An international authority and researcher on mood disorders and a recipient of the prestigious MacArthur Fellowship, Kay Redfield Jamison has unique insight into the world of mental illness.
She has been there herself.
Jamison has published over 100 articles in academic journals and has authored or co-authored five books. She is co-author of the standard medical textbook on manic-depression. Jamison's rigorous yet compassionate approach is an offshoot of her own journey from suffering to sharing. She offered a powerful message of hope to those who most need it.
Lisa Randall is one of the world's leading physicists and is among the most cited scientists of our time. Her book, Warped Passages: Unraveling the Mysteries of the Universe's Hidden Dimensions, brings her quest to explain the very fabric of reality-via string theory-to a broad readership.
A professor of theoretical physics at Harvard University, Randall's book takes readers into the incredible world of warped, hidden dimensions that underpin the universe we live in. Randall demystifies the science and beguilingly unravels the mysteries of the myriad worlds that may exist just beyond the one we are only now beginning to know.
Randall was the first tenured woman in the Princeton physics department and the first tenured woman theoretical physicist at MIT and Harvard. She is the winner of an Alfred P. Sloan Foundation Fellowship and a National Science Foundation Young Investigator Award. In 2006, she received the Klopsted Award from the American Society of Physics Teachers and was featured in Newsweek's "Who's Next in 2006" issue.
Jared M. Diamond is an American author, evolutionary biologist, physiologist, and biogeographer. Best known for the Pulitzer Prize-winning book, Guns, Germs, and Steel (1998), which explores the geographic, cultural, environmental, and technological factors which have led to domination of Western culture in the world and argues for a new kind of history based on science that can make predictions rather than merely describing "one damn fact after another."
Diamond spoke about his most recent book, Collapse: How Societies Choose to Fail or Succeed (2004) on Wednesday, March 1, 2006 beginning at 5 p.m. in Severance Hall. Collapse examines what caused some of the great civilizations of the past to collapse into ruin and considers what contemporary society can learn from their fates.

- - - - -

| SET OF TASKS |
**A)** List every profession that the passage attributes to Jared M. Diamond.
**B)** According to the passage, in what venue did Diamond speak about his book Collapse?
Answer using only the passage.

(Natural-language object grounding data)
- - - - -

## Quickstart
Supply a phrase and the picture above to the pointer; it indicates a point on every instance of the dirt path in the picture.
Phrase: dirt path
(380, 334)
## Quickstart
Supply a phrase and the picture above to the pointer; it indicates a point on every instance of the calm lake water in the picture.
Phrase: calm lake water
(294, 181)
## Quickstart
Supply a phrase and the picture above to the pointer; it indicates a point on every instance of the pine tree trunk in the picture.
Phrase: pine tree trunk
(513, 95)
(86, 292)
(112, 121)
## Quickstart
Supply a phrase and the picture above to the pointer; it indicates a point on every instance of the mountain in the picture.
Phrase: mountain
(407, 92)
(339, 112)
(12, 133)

- - - - -

| ANSWERS GIVEN |
**A)** Author, evolutionary biologist, physiologist, and biogeographer.

**B)** Severance Hall.